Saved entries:
────────────────────────────────────────
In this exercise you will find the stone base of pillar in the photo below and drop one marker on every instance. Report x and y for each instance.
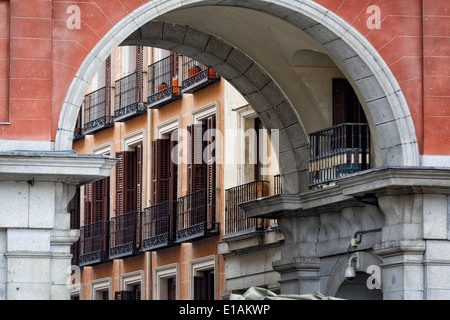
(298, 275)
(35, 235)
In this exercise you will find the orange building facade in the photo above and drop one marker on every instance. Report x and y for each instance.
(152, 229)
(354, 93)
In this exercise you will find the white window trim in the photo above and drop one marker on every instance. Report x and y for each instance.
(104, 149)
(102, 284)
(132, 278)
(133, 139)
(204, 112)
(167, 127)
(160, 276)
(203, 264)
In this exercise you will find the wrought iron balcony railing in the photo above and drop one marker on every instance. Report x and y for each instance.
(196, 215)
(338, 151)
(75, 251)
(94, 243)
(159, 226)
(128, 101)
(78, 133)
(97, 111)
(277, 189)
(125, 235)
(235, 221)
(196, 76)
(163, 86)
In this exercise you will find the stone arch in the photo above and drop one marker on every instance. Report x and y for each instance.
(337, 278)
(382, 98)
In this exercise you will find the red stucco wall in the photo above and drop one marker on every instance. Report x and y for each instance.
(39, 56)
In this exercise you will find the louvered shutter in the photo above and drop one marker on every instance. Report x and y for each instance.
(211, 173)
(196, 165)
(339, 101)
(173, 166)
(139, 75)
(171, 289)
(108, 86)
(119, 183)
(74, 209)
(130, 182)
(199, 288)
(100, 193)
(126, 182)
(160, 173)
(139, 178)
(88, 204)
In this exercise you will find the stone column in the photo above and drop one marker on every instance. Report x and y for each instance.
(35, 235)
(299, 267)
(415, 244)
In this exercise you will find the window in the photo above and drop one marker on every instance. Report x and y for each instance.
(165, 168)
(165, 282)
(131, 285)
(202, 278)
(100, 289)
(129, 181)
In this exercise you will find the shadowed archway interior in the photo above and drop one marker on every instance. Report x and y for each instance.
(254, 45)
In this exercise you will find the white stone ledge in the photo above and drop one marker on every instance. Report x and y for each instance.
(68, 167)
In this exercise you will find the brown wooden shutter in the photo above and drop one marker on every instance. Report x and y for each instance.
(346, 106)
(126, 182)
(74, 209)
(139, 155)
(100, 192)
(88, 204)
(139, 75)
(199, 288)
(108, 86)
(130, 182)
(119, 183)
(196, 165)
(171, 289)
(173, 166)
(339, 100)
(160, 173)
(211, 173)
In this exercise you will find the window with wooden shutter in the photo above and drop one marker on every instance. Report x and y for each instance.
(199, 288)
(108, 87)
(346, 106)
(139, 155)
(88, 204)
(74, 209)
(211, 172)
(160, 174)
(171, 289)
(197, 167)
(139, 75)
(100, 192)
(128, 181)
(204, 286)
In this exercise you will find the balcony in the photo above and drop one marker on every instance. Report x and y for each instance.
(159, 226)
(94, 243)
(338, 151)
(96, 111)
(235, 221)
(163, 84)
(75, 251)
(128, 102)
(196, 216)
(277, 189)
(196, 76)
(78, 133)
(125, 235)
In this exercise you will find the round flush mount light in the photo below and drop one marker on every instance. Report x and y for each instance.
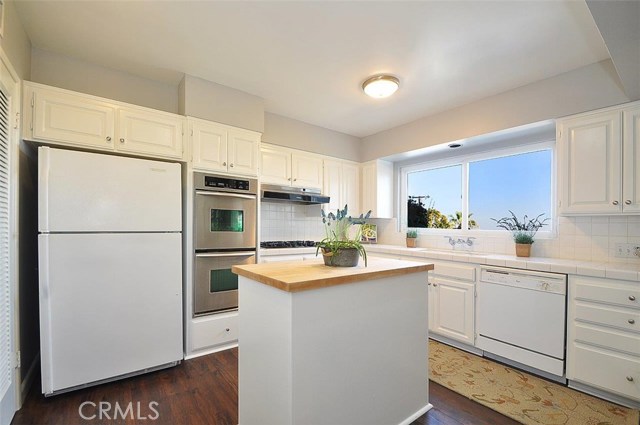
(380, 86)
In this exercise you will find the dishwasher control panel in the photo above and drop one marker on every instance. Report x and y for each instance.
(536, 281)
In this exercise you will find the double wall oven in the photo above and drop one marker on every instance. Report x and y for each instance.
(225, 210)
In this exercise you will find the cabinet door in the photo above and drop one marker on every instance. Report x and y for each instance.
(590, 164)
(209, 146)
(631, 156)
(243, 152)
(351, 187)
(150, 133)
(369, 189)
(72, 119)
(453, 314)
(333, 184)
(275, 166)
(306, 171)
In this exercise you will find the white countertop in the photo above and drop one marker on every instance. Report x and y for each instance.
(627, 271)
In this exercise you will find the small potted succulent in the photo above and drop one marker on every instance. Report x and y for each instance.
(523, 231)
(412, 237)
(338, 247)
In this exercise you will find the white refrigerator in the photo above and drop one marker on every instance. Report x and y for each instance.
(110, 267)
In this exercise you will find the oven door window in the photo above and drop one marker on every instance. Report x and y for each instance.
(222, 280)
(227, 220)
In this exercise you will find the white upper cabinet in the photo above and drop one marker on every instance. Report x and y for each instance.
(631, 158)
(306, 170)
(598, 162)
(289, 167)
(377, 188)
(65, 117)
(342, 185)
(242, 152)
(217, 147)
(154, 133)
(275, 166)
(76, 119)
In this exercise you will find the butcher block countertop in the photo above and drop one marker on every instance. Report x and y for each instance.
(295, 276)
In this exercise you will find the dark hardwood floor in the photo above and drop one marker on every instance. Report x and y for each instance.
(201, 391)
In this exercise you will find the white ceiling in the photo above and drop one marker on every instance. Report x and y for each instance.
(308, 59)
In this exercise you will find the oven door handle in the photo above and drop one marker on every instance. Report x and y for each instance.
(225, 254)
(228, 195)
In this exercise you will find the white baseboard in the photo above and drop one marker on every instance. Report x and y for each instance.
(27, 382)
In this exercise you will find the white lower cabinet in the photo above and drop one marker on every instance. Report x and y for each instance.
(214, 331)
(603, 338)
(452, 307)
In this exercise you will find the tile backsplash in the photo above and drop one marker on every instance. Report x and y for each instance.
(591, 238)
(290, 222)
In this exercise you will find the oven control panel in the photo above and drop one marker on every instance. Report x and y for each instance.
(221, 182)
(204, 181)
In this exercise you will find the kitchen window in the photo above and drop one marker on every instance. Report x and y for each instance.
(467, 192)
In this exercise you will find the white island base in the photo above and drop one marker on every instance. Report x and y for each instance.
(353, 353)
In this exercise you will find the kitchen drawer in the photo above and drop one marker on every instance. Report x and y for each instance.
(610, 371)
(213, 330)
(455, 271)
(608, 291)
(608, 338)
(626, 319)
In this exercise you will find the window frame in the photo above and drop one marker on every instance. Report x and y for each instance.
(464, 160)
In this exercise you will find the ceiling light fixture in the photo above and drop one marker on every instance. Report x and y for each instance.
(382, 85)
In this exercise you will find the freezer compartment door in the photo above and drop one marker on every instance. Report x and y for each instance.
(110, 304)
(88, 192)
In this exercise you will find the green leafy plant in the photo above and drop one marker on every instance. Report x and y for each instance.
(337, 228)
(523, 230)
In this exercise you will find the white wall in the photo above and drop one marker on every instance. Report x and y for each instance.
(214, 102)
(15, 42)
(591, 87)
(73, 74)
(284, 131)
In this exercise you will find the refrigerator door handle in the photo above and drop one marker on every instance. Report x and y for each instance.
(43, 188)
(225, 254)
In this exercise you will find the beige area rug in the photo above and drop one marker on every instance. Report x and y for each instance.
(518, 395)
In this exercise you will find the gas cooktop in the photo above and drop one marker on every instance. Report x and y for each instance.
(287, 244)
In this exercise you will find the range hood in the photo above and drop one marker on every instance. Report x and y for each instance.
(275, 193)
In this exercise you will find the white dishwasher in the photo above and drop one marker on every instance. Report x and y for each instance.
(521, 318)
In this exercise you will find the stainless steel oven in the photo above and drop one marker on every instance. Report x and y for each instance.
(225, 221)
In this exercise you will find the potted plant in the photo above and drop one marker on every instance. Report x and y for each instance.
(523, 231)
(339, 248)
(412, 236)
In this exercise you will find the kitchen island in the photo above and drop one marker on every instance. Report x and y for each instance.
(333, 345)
────────────────────────────────────────
| Problem requirements |
Output every record above exactly, leaving out the pictures.

| Answer section |
In this exercise you will find the stone base of pillar in the photo below and drop one marker on every instance. Report x and y for each instance.
(298, 275)
(35, 235)
In this exercise you will find the orange building facade in the photo above and drop one marker on every instance. Report x and y for each instance.
(152, 229)
(354, 93)
In this exercise you will find the white window trim in the photo above and drop one marker on every instance. Report x and y for each instance.
(104, 149)
(102, 284)
(132, 278)
(133, 139)
(204, 112)
(167, 127)
(160, 276)
(203, 264)
In this exercise you will find the wrought iron balcony railing in the photo above and drop one marker on every instance. Report x and y for each instance.
(196, 215)
(338, 151)
(75, 251)
(94, 243)
(159, 226)
(128, 101)
(78, 133)
(97, 111)
(277, 189)
(125, 235)
(235, 221)
(196, 76)
(163, 86)
In this exercise you will find the stone arch in the photo above and drop one marker on every instance. Report x and y for each instance.
(337, 278)
(382, 98)
In this exercise you will find the red stucco wall in the photo above and drop one marker on every instance. Report x and y for each instance.
(39, 56)
In this exercise you will find the louvered shutter in the photo above and drop one marker on every instance. Report x and y for each instance.
(211, 173)
(196, 165)
(339, 101)
(173, 166)
(139, 75)
(171, 289)
(108, 86)
(119, 183)
(74, 209)
(130, 182)
(199, 288)
(100, 193)
(126, 182)
(160, 173)
(139, 178)
(88, 204)
In this exercise you will find the stone column in the photo above and drop one marker on every instance. Report x and y for each instance.
(35, 235)
(299, 267)
(415, 244)
In this exercise you will find the window in the photo above and drop one marker on every instance. Report x and y for each instance.
(165, 168)
(165, 282)
(131, 285)
(202, 278)
(100, 289)
(129, 181)
In this exercise you will find the shadowed archway interior in the photo above and drop one marker on every instance. Report x and y for each instance.
(254, 45)
In this exercise you will find the white stone ledge in the photo above and drop one marker on every instance. Report x and y for each instance.
(68, 167)
In this exercise you will find the brown wooden shutter in the photo above and drop one marker on every instance. Report x and y for each instance.
(346, 106)
(126, 182)
(74, 209)
(139, 155)
(100, 192)
(88, 204)
(139, 75)
(199, 288)
(108, 86)
(130, 182)
(119, 183)
(196, 165)
(171, 289)
(173, 166)
(339, 100)
(160, 173)
(211, 173)
In this exercise you will find the window with wooden shutter in the photo above and drop one marker on every instance. Report x and y for each instance.
(199, 288)
(108, 87)
(346, 106)
(139, 155)
(88, 204)
(74, 209)
(211, 172)
(160, 174)
(171, 289)
(197, 167)
(139, 75)
(100, 192)
(128, 181)
(204, 286)
In this exercise you will find the balcony in the photo above and drop one marker on every instance. Report x and y for each instance.
(159, 226)
(94, 243)
(338, 151)
(96, 111)
(235, 221)
(163, 84)
(75, 251)
(128, 102)
(196, 216)
(277, 189)
(196, 76)
(78, 133)
(125, 235)
In this exercise you will find the round flush mount light in the photo below and drop one marker on every instance. Report x and y for each instance.
(380, 86)
In this exercise you will find the dishwasher control panel in the photo above and drop one marker on every instance. Report x and y for each instance.
(536, 281)
In this exercise you will find the double wall oven in the photo above and drop one marker on every instance. Report x and y for each instance.
(225, 210)
In this exercise you will find the cabinet door in the photo above and drop one marker on every instance. Report x and y for each instance.
(590, 164)
(209, 146)
(631, 156)
(243, 152)
(351, 187)
(150, 133)
(369, 189)
(72, 119)
(453, 314)
(333, 184)
(275, 166)
(306, 171)
In this exercise you will find the white countertop in the photo above and drop one marker on every instance. Report x and y for each instance.
(627, 271)
In this exercise you will find the small potted succulent in the photo above and drop one marker on every instance. Report x and y for each instance.
(523, 231)
(412, 237)
(338, 247)
In this exercise you will find the white refrigerator in the photo above and drop one marker on every instance. Report x and y for each instance.
(110, 267)
In this exercise you will find the oven door window in the photo above and drop one marker on every instance. Report x and y for each instance.
(222, 280)
(227, 220)
In this exercise you will find the white upper cabinet in the photo above and drop one marker on every instance. Report x and y for each instance.
(631, 158)
(306, 170)
(598, 162)
(289, 167)
(377, 188)
(65, 117)
(342, 185)
(242, 152)
(217, 147)
(154, 133)
(275, 166)
(76, 119)
In this exercise you will find the butcher block countertop in the photo above and drop one marker on every instance. Report x and y for each instance.
(295, 276)
In this exercise you will find the dark hardwood floor in the photo above and drop one marker on every instance. Report x and y for each instance.
(201, 391)
In this exercise you will find the white ceiling in the photo above and drop one marker on every instance. Report x and y for each instance.
(308, 59)
In this exercise you will find the oven door handle in the photo above and drop one marker on every instance. Report x and y for each instance.
(225, 254)
(228, 195)
In this exercise you will find the white baseboard in the photo above and drop one marker on every instance. Report x and y for each instance.
(27, 382)
In this exercise you will find the white lower cabinet in the photo above and drop one marker on every instance. Report x and y for each instance.
(214, 331)
(603, 338)
(452, 307)
In this exercise you will find the tile backsplash in the photo above and drop one marker on every instance. Report x and y for each instance.
(591, 238)
(290, 222)
In this exercise you will find the oven control panel in the photo above and drop one marker on every instance. Report x and y for each instance.
(221, 182)
(204, 181)
In this exercise you will find the kitchen window in the photo above and drop one marker on every instance. Report x and y for each instance.
(467, 192)
In this exercise you will find the white island base in the photo above and drop one marker on every instance. Report x and y for each instance.
(353, 353)
In this exercise you will find the kitchen drawer in the photo above and drop one marker on every instance. Report x and y for each instance.
(610, 371)
(213, 330)
(455, 271)
(608, 291)
(608, 338)
(626, 319)
In this exercise you will find the window frame in the photo above and drop one marker on every instance. Report x and y for each instance.
(464, 160)
In this exercise you will find the ceiling light fixture in the photo above and drop one marker on every instance. Report x and y for each instance.
(382, 85)
In this exercise you will find the freezer compartment door in the photo above and drop one marker on every instance. Report x and y for each instance.
(110, 304)
(88, 192)
In this exercise you will find the green leafy plant in the photo above and drop one marker on every instance. Report x and y for each instance.
(337, 228)
(523, 230)
In this exercise you will find the white wall in the photo above and drop one marker on every instance. Report x and y for each instance.
(214, 102)
(15, 42)
(591, 87)
(73, 74)
(284, 131)
In this exercise you will find the refrigerator door handle in the photo above and drop one marker on every instance. Report x and y for each instance.
(43, 188)
(225, 254)
In this exercise you will find the beige area rug in the photo above and drop one marker on every instance. Report x and y for each instance.
(518, 395)
In this exercise you will find the gas cooktop in the photo above and drop one marker on every instance. Report x and y for each instance.
(287, 244)
In this exercise you will find the range hood in the photo above and drop one marker on every instance. Report x and y for each instance.
(275, 193)
In this exercise you will find the white dishwasher in the photo above and drop one marker on every instance. Report x and y for each instance.
(521, 318)
In this exercise you will find the stainless steel oven in the photo above and drop one marker on every instance. Report x and y for each instance.
(225, 221)
In this exercise you will find the potted plant in the photo above and drop one marker on every instance. Report x and y for each instance.
(523, 231)
(339, 248)
(412, 236)
In this exercise you will find the kitchen island in the photo above and drop one marker on every instance. Report x and y for each instance.
(333, 345)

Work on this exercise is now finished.